= Data to examine =
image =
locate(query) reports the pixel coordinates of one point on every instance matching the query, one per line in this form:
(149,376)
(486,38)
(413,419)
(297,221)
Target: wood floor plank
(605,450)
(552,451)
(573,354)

= Work order =
Every line of the data is to be printed again exactly.

= Task output =
image =
locate(query) reports the pixel coordinates of one point on every instance matching the query, one per line in this form:
(149,376)
(486,38)
(413,419)
(297,221)
Target: wood floor plank
(605,450)
(552,451)
(573,354)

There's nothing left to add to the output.